Pointing records

---+---

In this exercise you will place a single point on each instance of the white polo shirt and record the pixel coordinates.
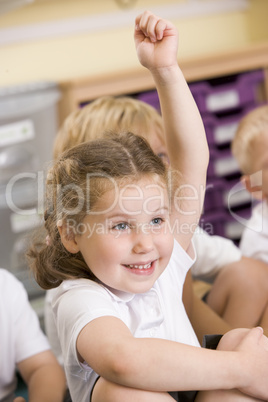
(157, 313)
(254, 240)
(20, 333)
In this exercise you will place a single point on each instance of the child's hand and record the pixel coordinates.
(156, 41)
(255, 345)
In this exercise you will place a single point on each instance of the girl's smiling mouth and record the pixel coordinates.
(141, 268)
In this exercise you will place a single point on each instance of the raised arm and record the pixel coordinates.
(156, 43)
(120, 358)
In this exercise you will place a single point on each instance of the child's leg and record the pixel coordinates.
(228, 342)
(105, 391)
(240, 293)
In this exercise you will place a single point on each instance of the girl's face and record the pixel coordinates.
(127, 242)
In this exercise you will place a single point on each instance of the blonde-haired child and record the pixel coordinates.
(120, 227)
(250, 148)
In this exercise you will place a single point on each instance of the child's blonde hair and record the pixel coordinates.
(108, 113)
(254, 125)
(74, 184)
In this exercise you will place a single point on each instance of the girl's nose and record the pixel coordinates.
(143, 243)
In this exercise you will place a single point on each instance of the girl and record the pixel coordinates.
(118, 248)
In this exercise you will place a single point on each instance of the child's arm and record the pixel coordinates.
(44, 377)
(161, 365)
(156, 43)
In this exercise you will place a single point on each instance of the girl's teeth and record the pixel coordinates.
(140, 266)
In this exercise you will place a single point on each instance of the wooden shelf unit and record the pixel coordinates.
(77, 91)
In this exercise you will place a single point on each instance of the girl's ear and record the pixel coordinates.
(67, 236)
(253, 184)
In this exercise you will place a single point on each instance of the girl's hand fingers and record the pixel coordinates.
(151, 26)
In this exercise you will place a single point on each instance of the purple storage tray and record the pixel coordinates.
(220, 130)
(214, 196)
(229, 95)
(222, 164)
(225, 223)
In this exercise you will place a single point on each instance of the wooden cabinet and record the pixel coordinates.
(225, 86)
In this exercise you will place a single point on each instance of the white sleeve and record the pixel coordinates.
(212, 253)
(254, 239)
(28, 336)
(50, 326)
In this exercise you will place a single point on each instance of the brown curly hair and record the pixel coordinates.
(120, 157)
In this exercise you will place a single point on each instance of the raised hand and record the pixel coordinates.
(156, 41)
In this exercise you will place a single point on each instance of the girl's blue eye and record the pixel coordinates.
(121, 226)
(156, 221)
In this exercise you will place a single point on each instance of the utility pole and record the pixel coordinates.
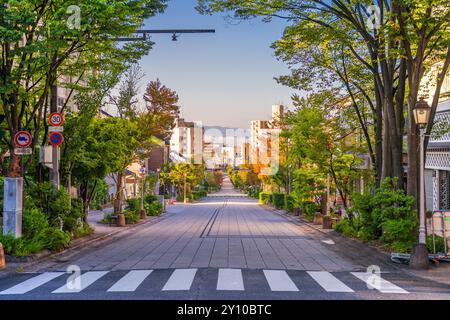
(185, 190)
(55, 154)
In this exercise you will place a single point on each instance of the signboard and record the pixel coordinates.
(23, 139)
(56, 129)
(56, 139)
(23, 151)
(56, 119)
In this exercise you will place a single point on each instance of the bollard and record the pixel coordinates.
(327, 222)
(2, 258)
(318, 219)
(121, 222)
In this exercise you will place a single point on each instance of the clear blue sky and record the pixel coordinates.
(224, 78)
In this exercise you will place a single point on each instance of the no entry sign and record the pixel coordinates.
(56, 119)
(56, 139)
(23, 139)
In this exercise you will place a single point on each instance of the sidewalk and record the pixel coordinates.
(437, 273)
(102, 233)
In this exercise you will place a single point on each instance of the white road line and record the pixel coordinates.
(32, 283)
(181, 279)
(131, 281)
(329, 282)
(279, 281)
(230, 279)
(374, 281)
(80, 283)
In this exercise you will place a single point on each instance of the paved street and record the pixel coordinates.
(224, 247)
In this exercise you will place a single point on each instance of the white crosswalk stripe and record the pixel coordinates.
(279, 280)
(181, 279)
(230, 279)
(32, 283)
(374, 281)
(131, 281)
(80, 283)
(329, 282)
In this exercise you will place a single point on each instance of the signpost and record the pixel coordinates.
(23, 139)
(56, 139)
(13, 189)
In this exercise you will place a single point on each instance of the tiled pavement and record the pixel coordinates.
(222, 232)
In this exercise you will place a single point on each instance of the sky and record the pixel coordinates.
(223, 79)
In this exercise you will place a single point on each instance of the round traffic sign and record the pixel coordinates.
(56, 139)
(23, 139)
(56, 119)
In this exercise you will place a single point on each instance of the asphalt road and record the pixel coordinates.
(224, 247)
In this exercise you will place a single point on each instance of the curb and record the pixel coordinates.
(85, 242)
(331, 234)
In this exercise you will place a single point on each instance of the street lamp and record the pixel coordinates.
(185, 188)
(419, 256)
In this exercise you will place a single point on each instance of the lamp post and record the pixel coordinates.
(185, 200)
(419, 256)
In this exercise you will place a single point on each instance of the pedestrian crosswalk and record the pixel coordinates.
(183, 280)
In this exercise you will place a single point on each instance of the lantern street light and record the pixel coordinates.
(419, 256)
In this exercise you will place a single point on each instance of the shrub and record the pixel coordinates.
(34, 223)
(388, 203)
(150, 199)
(399, 233)
(133, 204)
(278, 200)
(132, 217)
(265, 198)
(347, 227)
(20, 247)
(85, 230)
(54, 239)
(108, 219)
(309, 209)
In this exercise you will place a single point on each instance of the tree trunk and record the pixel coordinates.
(415, 73)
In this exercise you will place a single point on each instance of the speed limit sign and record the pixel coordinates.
(56, 119)
(23, 139)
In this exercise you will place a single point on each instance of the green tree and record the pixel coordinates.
(39, 46)
(410, 38)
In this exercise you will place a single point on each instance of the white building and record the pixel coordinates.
(187, 142)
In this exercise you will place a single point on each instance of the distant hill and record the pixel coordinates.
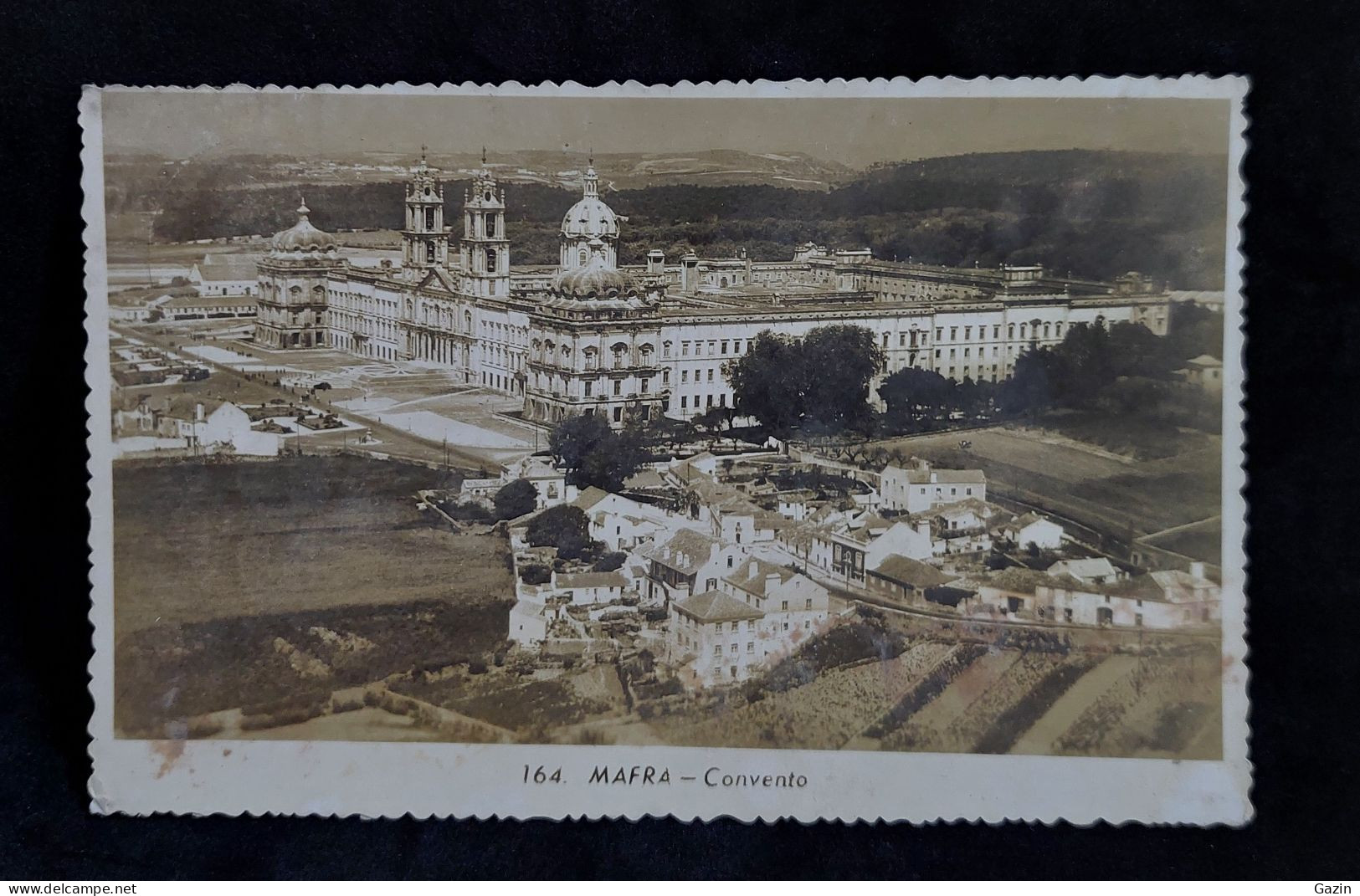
(1091, 212)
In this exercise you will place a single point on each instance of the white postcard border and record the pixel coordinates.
(389, 780)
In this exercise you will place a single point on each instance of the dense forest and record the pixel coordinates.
(1091, 212)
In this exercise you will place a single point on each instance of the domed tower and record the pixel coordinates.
(485, 252)
(424, 241)
(293, 286)
(589, 228)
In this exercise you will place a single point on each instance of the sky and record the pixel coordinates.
(852, 131)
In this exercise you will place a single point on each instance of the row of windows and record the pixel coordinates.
(716, 347)
(1026, 330)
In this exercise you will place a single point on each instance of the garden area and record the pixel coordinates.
(863, 685)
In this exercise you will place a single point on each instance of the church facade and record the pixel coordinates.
(613, 340)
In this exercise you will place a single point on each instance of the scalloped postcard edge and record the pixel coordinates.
(396, 780)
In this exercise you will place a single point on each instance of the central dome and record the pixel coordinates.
(594, 280)
(304, 237)
(591, 218)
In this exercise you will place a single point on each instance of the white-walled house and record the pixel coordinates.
(922, 487)
(849, 551)
(689, 563)
(759, 612)
(1088, 570)
(589, 587)
(711, 637)
(1168, 598)
(529, 623)
(620, 522)
(548, 482)
(1031, 528)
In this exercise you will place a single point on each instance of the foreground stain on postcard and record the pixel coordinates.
(816, 450)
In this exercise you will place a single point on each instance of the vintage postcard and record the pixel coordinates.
(820, 450)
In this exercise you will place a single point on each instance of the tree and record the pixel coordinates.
(609, 562)
(819, 382)
(838, 365)
(767, 382)
(565, 528)
(516, 499)
(714, 422)
(910, 392)
(593, 453)
(576, 437)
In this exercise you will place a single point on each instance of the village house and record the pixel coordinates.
(226, 275)
(905, 580)
(921, 487)
(687, 563)
(1087, 570)
(1203, 371)
(202, 424)
(962, 526)
(793, 606)
(1031, 528)
(759, 612)
(548, 482)
(1168, 598)
(620, 522)
(589, 587)
(849, 550)
(711, 637)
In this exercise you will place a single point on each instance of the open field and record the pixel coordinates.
(1091, 486)
(198, 541)
(248, 582)
(975, 698)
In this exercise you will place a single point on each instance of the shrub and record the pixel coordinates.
(565, 528)
(535, 574)
(611, 562)
(516, 499)
(347, 706)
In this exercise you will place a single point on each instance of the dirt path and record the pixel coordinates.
(1060, 717)
(961, 694)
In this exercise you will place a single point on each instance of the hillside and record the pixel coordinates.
(1091, 212)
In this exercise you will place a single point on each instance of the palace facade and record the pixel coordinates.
(598, 337)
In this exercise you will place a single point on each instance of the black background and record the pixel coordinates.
(1301, 311)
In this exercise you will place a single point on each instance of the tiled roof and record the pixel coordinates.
(228, 267)
(695, 547)
(592, 580)
(716, 607)
(1084, 567)
(907, 571)
(752, 576)
(589, 497)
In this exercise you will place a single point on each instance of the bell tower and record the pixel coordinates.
(424, 241)
(485, 252)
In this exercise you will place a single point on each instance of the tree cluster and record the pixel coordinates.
(565, 528)
(813, 384)
(593, 454)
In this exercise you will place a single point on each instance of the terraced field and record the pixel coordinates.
(939, 696)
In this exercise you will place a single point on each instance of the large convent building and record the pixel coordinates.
(598, 337)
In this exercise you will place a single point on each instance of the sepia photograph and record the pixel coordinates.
(864, 424)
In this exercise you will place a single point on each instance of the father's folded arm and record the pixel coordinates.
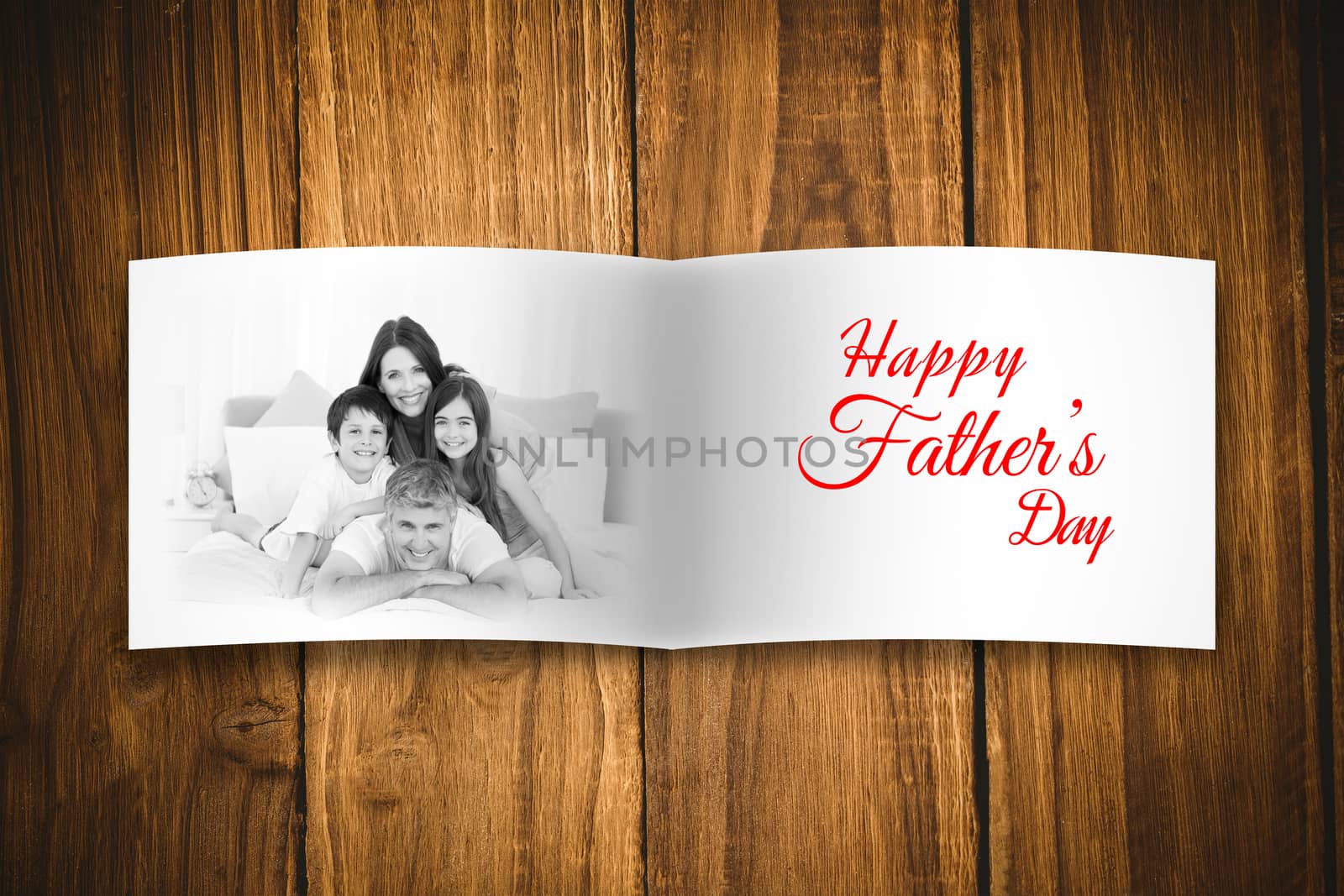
(343, 587)
(496, 594)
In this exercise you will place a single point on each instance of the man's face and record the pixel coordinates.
(418, 537)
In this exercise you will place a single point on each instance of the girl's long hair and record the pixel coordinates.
(477, 468)
(407, 333)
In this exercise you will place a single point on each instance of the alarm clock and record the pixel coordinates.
(202, 488)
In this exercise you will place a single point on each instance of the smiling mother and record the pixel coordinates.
(405, 365)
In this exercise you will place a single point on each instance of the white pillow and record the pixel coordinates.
(269, 464)
(573, 485)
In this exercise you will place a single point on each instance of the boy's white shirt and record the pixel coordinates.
(326, 490)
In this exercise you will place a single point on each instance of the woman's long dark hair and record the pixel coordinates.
(477, 468)
(405, 333)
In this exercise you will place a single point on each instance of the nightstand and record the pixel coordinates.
(185, 524)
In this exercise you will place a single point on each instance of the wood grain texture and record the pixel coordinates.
(156, 772)
(1331, 38)
(470, 766)
(1173, 130)
(817, 768)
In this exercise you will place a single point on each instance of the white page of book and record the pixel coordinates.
(995, 443)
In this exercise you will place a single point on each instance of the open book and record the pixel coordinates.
(992, 443)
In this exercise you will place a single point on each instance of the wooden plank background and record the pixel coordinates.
(134, 130)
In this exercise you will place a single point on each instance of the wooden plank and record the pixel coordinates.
(167, 770)
(1332, 144)
(1173, 130)
(484, 768)
(816, 768)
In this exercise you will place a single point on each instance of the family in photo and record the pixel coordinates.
(428, 492)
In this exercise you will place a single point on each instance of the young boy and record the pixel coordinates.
(342, 486)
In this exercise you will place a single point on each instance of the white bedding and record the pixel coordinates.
(228, 593)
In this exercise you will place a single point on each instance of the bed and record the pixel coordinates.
(222, 590)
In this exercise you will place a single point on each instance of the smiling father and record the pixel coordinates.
(421, 547)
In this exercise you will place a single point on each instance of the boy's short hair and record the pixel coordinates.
(421, 484)
(365, 398)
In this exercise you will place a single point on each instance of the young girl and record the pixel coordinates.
(492, 481)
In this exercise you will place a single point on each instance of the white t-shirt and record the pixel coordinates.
(474, 546)
(326, 490)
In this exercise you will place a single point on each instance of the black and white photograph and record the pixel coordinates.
(356, 443)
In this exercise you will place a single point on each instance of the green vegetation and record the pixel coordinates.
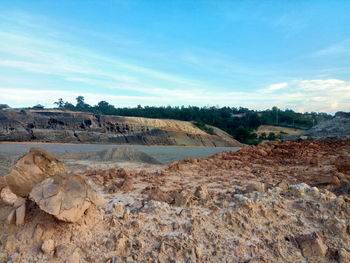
(238, 122)
(204, 127)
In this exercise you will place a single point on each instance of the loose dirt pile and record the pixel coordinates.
(113, 155)
(338, 127)
(278, 202)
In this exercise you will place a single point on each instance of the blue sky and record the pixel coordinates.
(256, 54)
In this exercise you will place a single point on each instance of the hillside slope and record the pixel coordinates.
(338, 127)
(77, 127)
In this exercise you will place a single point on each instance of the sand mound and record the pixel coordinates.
(113, 155)
(338, 127)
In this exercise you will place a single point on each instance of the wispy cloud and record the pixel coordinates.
(341, 48)
(40, 68)
(274, 87)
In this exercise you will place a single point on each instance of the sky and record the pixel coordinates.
(255, 54)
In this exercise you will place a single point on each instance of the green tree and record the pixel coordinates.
(4, 106)
(59, 103)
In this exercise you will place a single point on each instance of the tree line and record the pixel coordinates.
(239, 122)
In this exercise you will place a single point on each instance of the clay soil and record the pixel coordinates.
(277, 202)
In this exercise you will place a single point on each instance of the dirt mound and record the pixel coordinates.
(338, 127)
(113, 155)
(79, 127)
(277, 202)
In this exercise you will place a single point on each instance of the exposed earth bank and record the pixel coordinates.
(277, 202)
(78, 127)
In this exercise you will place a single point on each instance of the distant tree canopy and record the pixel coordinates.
(4, 106)
(238, 122)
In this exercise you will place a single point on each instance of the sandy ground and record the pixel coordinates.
(278, 202)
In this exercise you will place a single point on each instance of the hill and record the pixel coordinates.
(80, 127)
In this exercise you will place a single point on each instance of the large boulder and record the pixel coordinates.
(65, 197)
(32, 168)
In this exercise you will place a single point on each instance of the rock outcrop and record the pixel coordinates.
(32, 168)
(44, 179)
(78, 127)
(338, 127)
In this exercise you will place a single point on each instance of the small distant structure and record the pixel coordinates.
(38, 107)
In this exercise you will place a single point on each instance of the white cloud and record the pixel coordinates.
(341, 48)
(274, 87)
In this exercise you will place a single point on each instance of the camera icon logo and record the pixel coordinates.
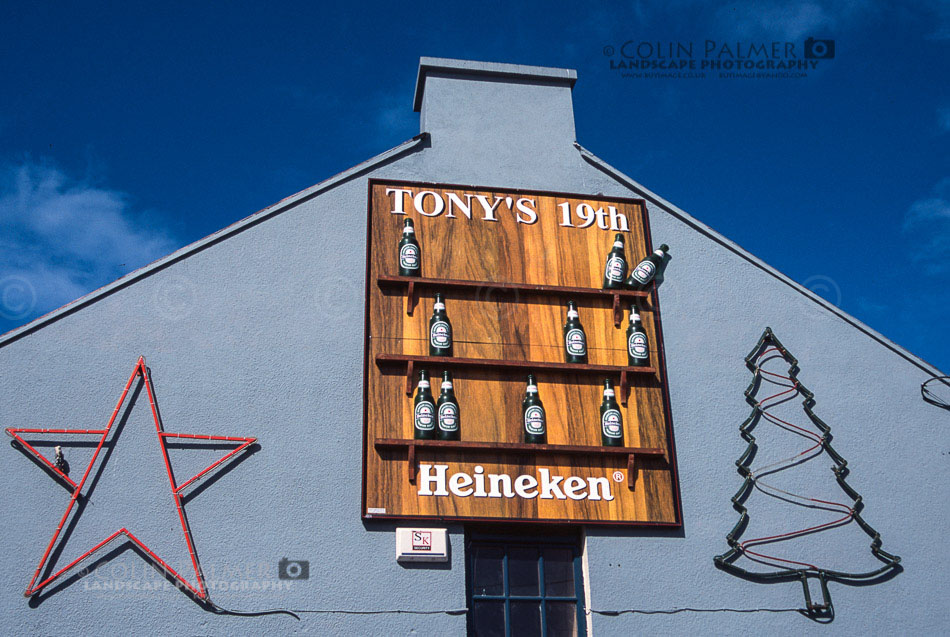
(819, 49)
(293, 569)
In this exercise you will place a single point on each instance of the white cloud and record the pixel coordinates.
(60, 239)
(927, 224)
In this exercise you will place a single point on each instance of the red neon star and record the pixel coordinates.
(199, 589)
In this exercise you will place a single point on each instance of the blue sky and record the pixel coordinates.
(129, 131)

---+---

Write out an exact reproduction of the lines from the line that holds "tree line and record the pixel coordinates." to the bottom of the listing above, both ends included. Exclude pictures.

In this exercise you will place a single point on each instance of the tree line and record the pixel coordinates.
(239, 122)
In this exercise you will place a single point on each instance of the clay soil and record the pixel coordinates.
(277, 202)
In this exercise you will place a single point on each instance of the dirt mound and record the pixel coordinates.
(338, 127)
(113, 155)
(79, 127)
(277, 202)
In this exercise you will place a single point on each instance of the exposed earth bank and record the pixel coordinates.
(277, 202)
(78, 127)
In this exercise you will place a single point on each instance of the distant tree canopy and record the pixel coordinates.
(4, 106)
(238, 122)
In this exercise you will place a single point on each instance of the sandy ground and record the pixel coordinates.
(278, 202)
In this exercise you will place a single point on each instance of the hill and record the pixel coordinates.
(80, 127)
In this exercise you will place a single point on each instance of the large boulder and record the pixel coordinates.
(65, 197)
(32, 168)
In this exercise you will place a single point on each instance of the rock outcrop and record the pixel coordinates.
(32, 168)
(44, 179)
(78, 127)
(338, 127)
In this exercise you will place a single point on each instance of the small distant structure and record the pixel coordinates.
(38, 107)
In this exercise you will place a single point on each instance of the white cloud and record the pixel coordinates.
(341, 48)
(274, 87)
In this exercise you will place a single point on each instance of the camera icon logo and record the pixel coordinates.
(819, 49)
(293, 569)
In this exercise you will place a single point on each instance of the white cloud and record the pixel coordinates.
(60, 239)
(927, 224)
In this exercise you will place a single point on each instance of the red neon star and record the pixel coordinates.
(199, 589)
In this exercise you will place a single point on each instance of the blue sky and record the pixel coordinates.
(129, 131)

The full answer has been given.